Le Festival d’Avignon 2012

En toute complicité...

Le Festival d'Avignon 2012

Ce n’est pas moins de 36 spectacles que nous propose cette 66è édition du Festival d’Avignon. Elle est conçue avec et autour de l’acteur metteur en scène britannique Simon McBurney pour qui le théâtre se doit « d’être un lieu d’invention et d’engagement ».

Sans doute plus connu du grand public comme acteur – on l’a vu récemment dans le film La Taupe , mais on a pu le voir également dans un Harry Potter ou encore un des épisodes de L’Inspecteur Barnaby  -, Simon McBurney qui, après sa formation chez Jacques Lecoq, a fondé à Londres le Théâtre de Complicité, aime à transgresser les frontières artistiques et fut l’un des premiers à mêler nouvelles technologies et littérature, les images et les sons, les mots et les corps. Rien d’étonnant dès lors qu’il choisisse pour frapper les trois coups du Festival d’adapter une œuvre qui transgresse les lieux, le temps et les formes : Le Maître et Marguerite de Mikhaïl Boulgakov.
┄┄┄┄┄┄┄┄┄┄┄┄┄┄┄┄┄┄┄┄
→ Défis:
a) Répondez aux questions suivantes à l'aide du texte sur le Festival d'Avignon 2012 :
(i) Combien de spectacles propose la 66e édition du Festival ?
(ii) Dans quelle ville Simon McBurney a-t-il fondé le Théâtre de Complicité ?
(iii) Quelle œuvre choisit-il d'adapter pour ouvrir le Festival ?
b) Rédigez la suite du texte sur le Festival d'Avignon 2012, après sa dernière phrase.
Les enregistrements qui suivent proviennent d'une autre source.

→ Données fournies:
┄┄┄┄┄┄┄┄┄┄┄┄┄┄┄┄┄┄┄┄
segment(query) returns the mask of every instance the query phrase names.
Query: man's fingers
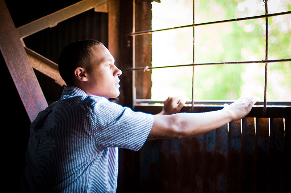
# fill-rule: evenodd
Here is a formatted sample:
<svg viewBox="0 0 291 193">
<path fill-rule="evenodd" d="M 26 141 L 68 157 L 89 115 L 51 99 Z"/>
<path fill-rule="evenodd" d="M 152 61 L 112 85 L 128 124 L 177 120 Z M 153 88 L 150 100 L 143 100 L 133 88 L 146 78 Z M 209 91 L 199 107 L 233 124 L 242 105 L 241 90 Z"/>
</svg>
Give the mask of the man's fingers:
<svg viewBox="0 0 291 193">
<path fill-rule="evenodd" d="M 177 108 L 178 109 L 178 110 L 179 110 L 179 111 L 180 111 L 181 109 L 182 109 L 182 108 L 183 108 L 183 107 L 184 106 L 184 105 L 185 105 L 186 103 L 186 100 L 180 100 L 178 103 L 178 106 L 177 106 Z"/>
<path fill-rule="evenodd" d="M 260 100 L 260 98 L 259 97 L 255 97 L 250 101 L 249 104 L 251 105 L 252 106 L 253 106 L 257 102 L 259 101 Z"/>
</svg>

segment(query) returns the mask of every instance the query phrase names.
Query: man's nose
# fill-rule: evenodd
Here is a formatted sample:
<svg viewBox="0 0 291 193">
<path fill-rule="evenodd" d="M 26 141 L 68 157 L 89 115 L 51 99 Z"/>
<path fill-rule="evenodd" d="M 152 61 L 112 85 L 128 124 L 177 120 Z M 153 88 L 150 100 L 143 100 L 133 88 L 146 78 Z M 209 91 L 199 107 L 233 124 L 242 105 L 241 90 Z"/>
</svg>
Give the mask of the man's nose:
<svg viewBox="0 0 291 193">
<path fill-rule="evenodd" d="M 116 67 L 116 70 L 114 72 L 114 73 L 113 74 L 114 76 L 117 76 L 118 77 L 119 77 L 122 74 L 122 71 L 120 70 L 119 68 Z"/>
</svg>

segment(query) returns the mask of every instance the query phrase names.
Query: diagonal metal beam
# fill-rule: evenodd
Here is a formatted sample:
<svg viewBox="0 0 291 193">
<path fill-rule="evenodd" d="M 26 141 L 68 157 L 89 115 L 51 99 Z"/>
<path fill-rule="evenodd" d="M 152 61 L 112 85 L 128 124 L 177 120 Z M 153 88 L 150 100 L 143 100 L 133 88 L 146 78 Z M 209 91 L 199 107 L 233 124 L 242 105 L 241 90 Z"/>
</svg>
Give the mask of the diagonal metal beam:
<svg viewBox="0 0 291 193">
<path fill-rule="evenodd" d="M 17 28 L 21 38 L 48 27 L 94 8 L 95 11 L 108 12 L 107 0 L 83 0 Z"/>
<path fill-rule="evenodd" d="M 59 65 L 34 51 L 24 47 L 32 68 L 52 78 L 61 86 L 66 85 L 59 72 Z"/>
<path fill-rule="evenodd" d="M 0 50 L 32 122 L 47 103 L 4 0 L 0 0 Z"/>
</svg>

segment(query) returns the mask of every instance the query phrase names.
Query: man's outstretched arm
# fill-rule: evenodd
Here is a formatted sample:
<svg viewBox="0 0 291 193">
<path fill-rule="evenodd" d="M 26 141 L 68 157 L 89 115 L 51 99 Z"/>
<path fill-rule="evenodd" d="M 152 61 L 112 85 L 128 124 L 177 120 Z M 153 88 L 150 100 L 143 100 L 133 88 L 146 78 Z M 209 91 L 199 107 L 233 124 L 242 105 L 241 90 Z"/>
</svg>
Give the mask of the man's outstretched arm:
<svg viewBox="0 0 291 193">
<path fill-rule="evenodd" d="M 244 96 L 218 111 L 154 115 L 154 124 L 148 140 L 177 139 L 203 134 L 229 122 L 244 117 L 259 99 L 258 97 L 252 96 Z M 180 103 L 175 102 L 179 108 L 182 104 L 183 105 L 185 104 L 184 101 L 181 100 Z M 163 112 L 162 111 L 162 114 Z"/>
</svg>

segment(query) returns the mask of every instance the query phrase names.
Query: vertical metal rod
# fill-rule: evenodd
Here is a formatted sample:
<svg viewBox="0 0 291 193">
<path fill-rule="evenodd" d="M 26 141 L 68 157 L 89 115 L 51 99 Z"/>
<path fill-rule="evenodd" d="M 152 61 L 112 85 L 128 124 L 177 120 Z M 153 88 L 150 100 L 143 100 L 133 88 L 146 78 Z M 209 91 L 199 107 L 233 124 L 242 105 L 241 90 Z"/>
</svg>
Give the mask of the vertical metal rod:
<svg viewBox="0 0 291 193">
<path fill-rule="evenodd" d="M 195 3 L 194 3 L 194 0 L 193 0 L 193 4 L 192 5 L 192 6 L 193 8 L 193 63 L 194 64 L 194 57 L 195 57 L 195 26 L 194 25 L 194 19 L 195 18 L 194 17 L 194 13 L 195 9 Z M 194 67 L 195 66 L 193 66 L 193 71 L 192 72 L 192 106 L 191 107 L 191 111 L 192 112 L 193 112 L 194 111 Z"/>
<path fill-rule="evenodd" d="M 265 10 L 266 13 L 265 14 L 268 14 L 268 0 L 264 0 L 265 3 Z M 266 18 L 266 53 L 265 59 L 268 59 L 268 27 L 269 25 L 269 17 Z M 267 112 L 267 80 L 268 73 L 268 63 L 267 62 L 265 64 L 265 85 L 264 96 L 264 108 L 263 108 L 263 114 L 266 114 Z"/>
<path fill-rule="evenodd" d="M 133 2 L 132 33 L 135 32 L 135 0 Z M 132 67 L 135 68 L 135 36 L 132 36 Z M 134 109 L 135 105 L 136 92 L 135 90 L 135 70 L 132 71 L 132 109 Z"/>
</svg>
┄┄┄┄┄┄┄┄┄┄┄┄┄┄┄┄┄┄┄┄
→ Corrigé des exercices:
a)
(i) 36 spectacles.
(ii) À Londres.
(iii) Le Maître et Marguerite de Mikhaïl Boulgakov.

b)
Si, comme aimait à le dire Jean Vilar, Shakespeare et ses tumultes vont bien à la Cour d’Honneur, on imagine volontiers que la tumultueuse et folle histoire qu’est Le Maître et Marguerite lui ira comme un gant. Quoi de plus approprié en effet que le mur du Palais des Papes pour faire résonner cette œuvre foisonnante et iconoclaste qui enlace le ciel et la terre, Jésus et le diable, le burlesque et le fantastique, la critique sociale et politique.
Aussi, c’est avec une gourmande curiosité qu’est attendue la rencontre de l’imaginaire vertigineux de Boulgakov avec celui de McBurney que la France a découvert à la MC 93, avec cette polyphonique et splendide virée dans le passé de l’ humanité qu’était Mnémonic .

Bien d’autres propositions alléchantes émaillent cette nouvelle édition qui allie le laboratoire et la séduction et enfonce le clou du mixage des genres pour parler du présent . En ce domaine, on retrouve quelques grandes pointures familières du Festival : Christoph Marthaler (My Fair lady, un laboratoire de langue), Roméo Castellucci (The Four seasons restaurant) ou encore Thomas Ostermeier qui à travers une adaptation « radicale » de la pièce d’Ibsen Un ennemi du peuple soulèvera quelques problèmes écologiques à l’ordre du jour, tel celui de l’eau.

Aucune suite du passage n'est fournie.